++++ Excerpted records ++++

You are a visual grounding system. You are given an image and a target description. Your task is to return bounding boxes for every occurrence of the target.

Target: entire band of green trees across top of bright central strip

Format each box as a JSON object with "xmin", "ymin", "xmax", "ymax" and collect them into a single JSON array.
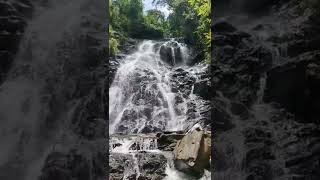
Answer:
[{"xmin": 109, "ymin": 0, "xmax": 211, "ymax": 61}]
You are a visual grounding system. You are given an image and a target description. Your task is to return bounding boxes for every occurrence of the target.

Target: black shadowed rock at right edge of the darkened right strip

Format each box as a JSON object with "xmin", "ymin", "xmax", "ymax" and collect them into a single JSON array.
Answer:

++++

= Your task =
Please write out every entry exactly, but skip the pictures.

= Answer to this exercise =
You are a visual grounding system. You are given an image and a target description. Your task is to return bounding boxes for every occurrence of the target.

Target: entire band of green trees across top of bright central strip

Format each box as a JSON object with "xmin", "ymin", "xmax", "ymax" and collect them into a single JSON array.
Answer:
[{"xmin": 109, "ymin": 0, "xmax": 211, "ymax": 61}]
You are a visual grounding system. You are given an image and a target description. Your task is to return bounding boxes for every occurrence of the target.

Target: black shadowed rock at right edge of the darkened right strip

Format each box as a JSON object with "xmin", "ymin", "xmax", "ymax" and collect them into a single JSON array.
Answer:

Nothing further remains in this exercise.